- **Exercise task**
Arrange the lines from the line containing "teal pillow shown in this photo." through the last line as a two-column CSV with the headers note_text and marked_points. Give one row for each line beginning with "Note:", pairing its text with the lines that follow it, and put each value in a single quoted field with line breaks turned into spaces.

— start of Data supplied —

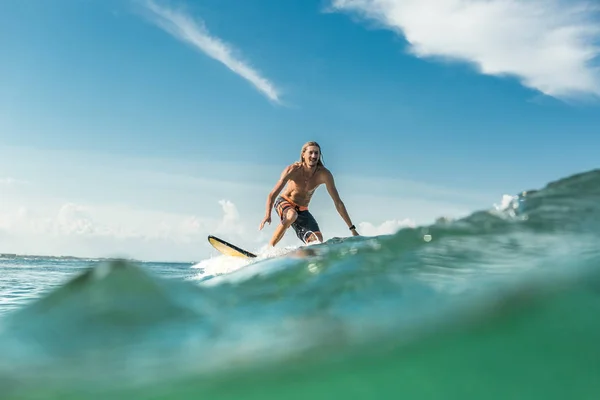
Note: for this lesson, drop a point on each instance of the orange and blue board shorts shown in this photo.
(305, 223)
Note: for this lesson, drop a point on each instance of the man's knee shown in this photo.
(314, 236)
(289, 218)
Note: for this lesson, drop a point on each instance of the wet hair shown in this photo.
(307, 145)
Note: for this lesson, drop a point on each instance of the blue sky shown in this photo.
(137, 128)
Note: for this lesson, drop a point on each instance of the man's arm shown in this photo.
(285, 176)
(339, 204)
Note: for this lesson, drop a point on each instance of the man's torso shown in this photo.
(302, 185)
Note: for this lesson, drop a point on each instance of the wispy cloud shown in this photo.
(11, 181)
(185, 28)
(549, 45)
(105, 230)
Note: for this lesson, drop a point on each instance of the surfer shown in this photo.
(302, 179)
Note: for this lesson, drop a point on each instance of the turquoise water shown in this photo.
(503, 304)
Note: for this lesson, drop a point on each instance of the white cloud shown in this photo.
(549, 45)
(86, 230)
(386, 228)
(185, 28)
(8, 181)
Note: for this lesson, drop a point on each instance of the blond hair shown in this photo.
(307, 145)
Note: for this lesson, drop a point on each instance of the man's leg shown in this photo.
(289, 217)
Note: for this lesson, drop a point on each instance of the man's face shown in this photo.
(311, 156)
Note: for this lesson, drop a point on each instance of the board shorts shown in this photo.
(304, 224)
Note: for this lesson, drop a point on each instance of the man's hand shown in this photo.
(267, 219)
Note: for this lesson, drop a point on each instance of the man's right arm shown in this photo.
(285, 176)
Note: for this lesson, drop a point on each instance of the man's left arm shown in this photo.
(339, 204)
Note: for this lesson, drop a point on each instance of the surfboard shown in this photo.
(228, 249)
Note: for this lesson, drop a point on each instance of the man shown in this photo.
(302, 179)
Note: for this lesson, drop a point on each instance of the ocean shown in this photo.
(501, 304)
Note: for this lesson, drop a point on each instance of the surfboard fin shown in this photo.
(229, 249)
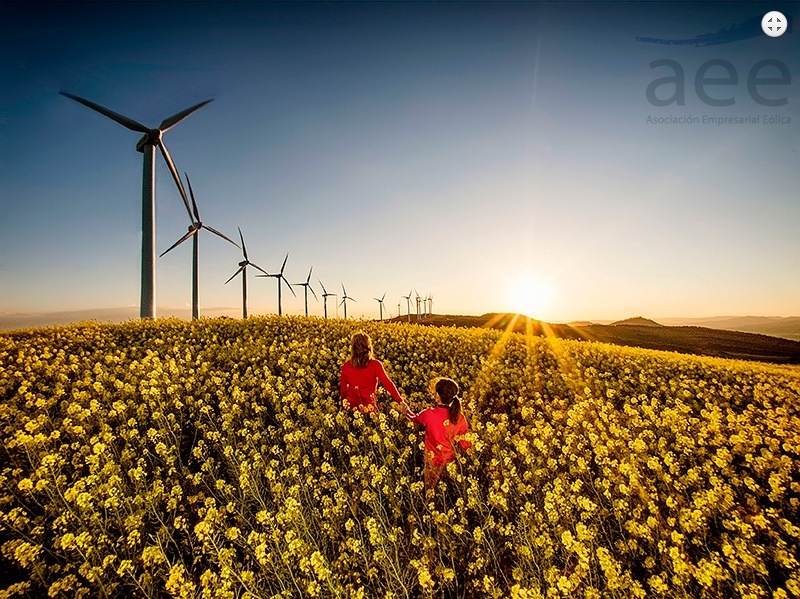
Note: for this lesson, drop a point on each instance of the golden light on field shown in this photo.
(530, 295)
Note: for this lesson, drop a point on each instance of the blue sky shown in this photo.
(495, 155)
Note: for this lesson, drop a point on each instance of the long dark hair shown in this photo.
(360, 349)
(448, 393)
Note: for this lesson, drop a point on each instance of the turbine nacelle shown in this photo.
(151, 138)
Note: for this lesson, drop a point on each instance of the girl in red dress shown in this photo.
(360, 376)
(444, 424)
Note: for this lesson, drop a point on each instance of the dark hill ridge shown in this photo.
(637, 321)
(687, 339)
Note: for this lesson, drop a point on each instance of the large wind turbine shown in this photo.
(147, 146)
(280, 278)
(380, 302)
(408, 304)
(307, 286)
(194, 229)
(243, 269)
(325, 296)
(345, 297)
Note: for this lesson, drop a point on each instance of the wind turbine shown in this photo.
(325, 296)
(345, 297)
(194, 229)
(147, 146)
(380, 302)
(308, 286)
(408, 304)
(243, 269)
(280, 278)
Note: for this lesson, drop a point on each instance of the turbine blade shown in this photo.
(180, 241)
(194, 202)
(259, 268)
(177, 177)
(244, 249)
(114, 116)
(177, 118)
(241, 268)
(215, 232)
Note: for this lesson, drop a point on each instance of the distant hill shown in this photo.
(786, 327)
(689, 340)
(637, 321)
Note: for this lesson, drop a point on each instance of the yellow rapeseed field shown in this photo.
(211, 460)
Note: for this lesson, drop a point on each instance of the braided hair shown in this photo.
(448, 392)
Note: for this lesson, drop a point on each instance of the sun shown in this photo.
(530, 295)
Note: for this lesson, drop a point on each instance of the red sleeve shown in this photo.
(387, 382)
(462, 429)
(343, 382)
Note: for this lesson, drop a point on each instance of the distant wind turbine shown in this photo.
(380, 302)
(194, 229)
(307, 286)
(325, 296)
(345, 297)
(280, 278)
(243, 269)
(408, 304)
(147, 146)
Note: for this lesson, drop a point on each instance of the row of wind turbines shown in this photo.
(153, 138)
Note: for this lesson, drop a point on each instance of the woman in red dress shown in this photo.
(444, 425)
(360, 376)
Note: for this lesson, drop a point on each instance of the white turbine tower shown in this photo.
(345, 297)
(307, 286)
(280, 278)
(325, 296)
(380, 303)
(147, 146)
(194, 229)
(243, 269)
(408, 304)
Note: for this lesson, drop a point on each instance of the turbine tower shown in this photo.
(380, 302)
(280, 278)
(325, 296)
(408, 304)
(147, 146)
(345, 297)
(194, 229)
(307, 286)
(243, 269)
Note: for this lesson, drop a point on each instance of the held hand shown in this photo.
(406, 410)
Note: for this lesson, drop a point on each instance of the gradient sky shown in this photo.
(495, 155)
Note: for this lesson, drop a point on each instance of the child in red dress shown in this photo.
(360, 375)
(444, 424)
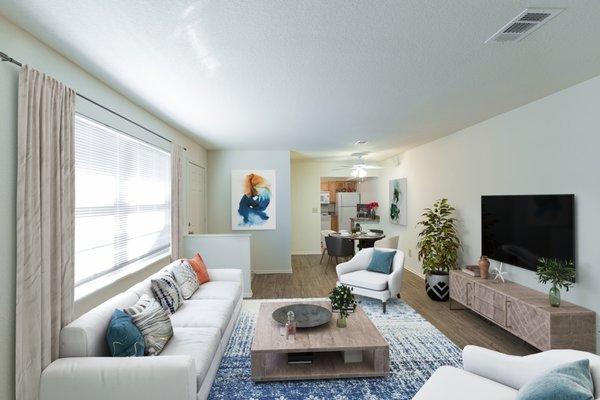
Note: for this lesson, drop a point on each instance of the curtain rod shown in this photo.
(5, 57)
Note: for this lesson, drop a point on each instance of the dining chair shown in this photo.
(338, 246)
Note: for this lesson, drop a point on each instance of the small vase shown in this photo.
(554, 296)
(484, 267)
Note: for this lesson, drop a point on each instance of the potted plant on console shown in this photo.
(438, 245)
(342, 301)
(560, 273)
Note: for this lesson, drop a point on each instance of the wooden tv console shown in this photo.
(526, 313)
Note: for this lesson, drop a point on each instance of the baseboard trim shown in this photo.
(281, 270)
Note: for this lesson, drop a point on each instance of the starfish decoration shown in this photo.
(499, 273)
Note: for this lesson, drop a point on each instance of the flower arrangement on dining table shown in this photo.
(373, 206)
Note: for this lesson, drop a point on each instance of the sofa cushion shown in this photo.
(86, 336)
(199, 343)
(224, 290)
(449, 383)
(365, 279)
(204, 314)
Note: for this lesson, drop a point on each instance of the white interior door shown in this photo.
(196, 199)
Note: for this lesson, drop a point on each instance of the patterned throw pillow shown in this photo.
(167, 292)
(199, 267)
(153, 322)
(186, 279)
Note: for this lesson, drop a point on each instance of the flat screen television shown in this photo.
(521, 229)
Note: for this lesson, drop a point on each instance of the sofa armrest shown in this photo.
(356, 263)
(515, 371)
(225, 274)
(131, 378)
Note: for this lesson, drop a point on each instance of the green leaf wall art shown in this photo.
(398, 201)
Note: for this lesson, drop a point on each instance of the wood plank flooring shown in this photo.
(311, 279)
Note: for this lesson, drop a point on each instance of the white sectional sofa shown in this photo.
(186, 368)
(490, 375)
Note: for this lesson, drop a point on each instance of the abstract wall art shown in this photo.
(253, 200)
(398, 207)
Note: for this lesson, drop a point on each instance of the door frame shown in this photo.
(187, 205)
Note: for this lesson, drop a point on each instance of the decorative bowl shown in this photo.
(305, 315)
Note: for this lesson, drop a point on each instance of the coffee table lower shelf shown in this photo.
(270, 366)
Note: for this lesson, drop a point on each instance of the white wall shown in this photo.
(271, 249)
(24, 47)
(369, 190)
(546, 147)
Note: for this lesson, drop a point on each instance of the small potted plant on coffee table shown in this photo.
(342, 301)
(560, 273)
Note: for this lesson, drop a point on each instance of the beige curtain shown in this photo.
(177, 223)
(45, 224)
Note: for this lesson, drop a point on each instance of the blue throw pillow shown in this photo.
(571, 381)
(381, 261)
(124, 339)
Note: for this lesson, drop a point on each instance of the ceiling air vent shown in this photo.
(524, 23)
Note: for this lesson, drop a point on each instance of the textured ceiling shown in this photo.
(314, 76)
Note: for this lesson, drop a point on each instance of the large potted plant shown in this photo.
(560, 273)
(438, 245)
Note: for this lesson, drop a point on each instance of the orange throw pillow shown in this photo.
(199, 268)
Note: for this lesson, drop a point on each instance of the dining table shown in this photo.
(364, 239)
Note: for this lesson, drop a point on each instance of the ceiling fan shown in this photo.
(359, 168)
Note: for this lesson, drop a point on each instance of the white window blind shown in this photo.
(122, 200)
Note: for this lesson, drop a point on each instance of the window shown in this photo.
(122, 200)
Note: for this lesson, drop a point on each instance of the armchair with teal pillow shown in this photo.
(570, 381)
(124, 339)
(373, 272)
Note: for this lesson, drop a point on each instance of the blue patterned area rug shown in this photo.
(417, 349)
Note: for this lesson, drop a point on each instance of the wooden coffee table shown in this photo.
(327, 343)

— end of Data supplied —

- **Response**
note_text,marked_points
"Note: for this lesson, drop a point on each instance of the armchair with teal pillow shown in this photo.","(570, 381) (124, 339) (373, 272)"
"Note: for this lesson, drop a point on each instance of the blue patterned area rug shown in this photo.","(417, 349)"
"Note: for this lesson, drop a point on each instance of the wooden coffee table shown in this photo.","(327, 343)"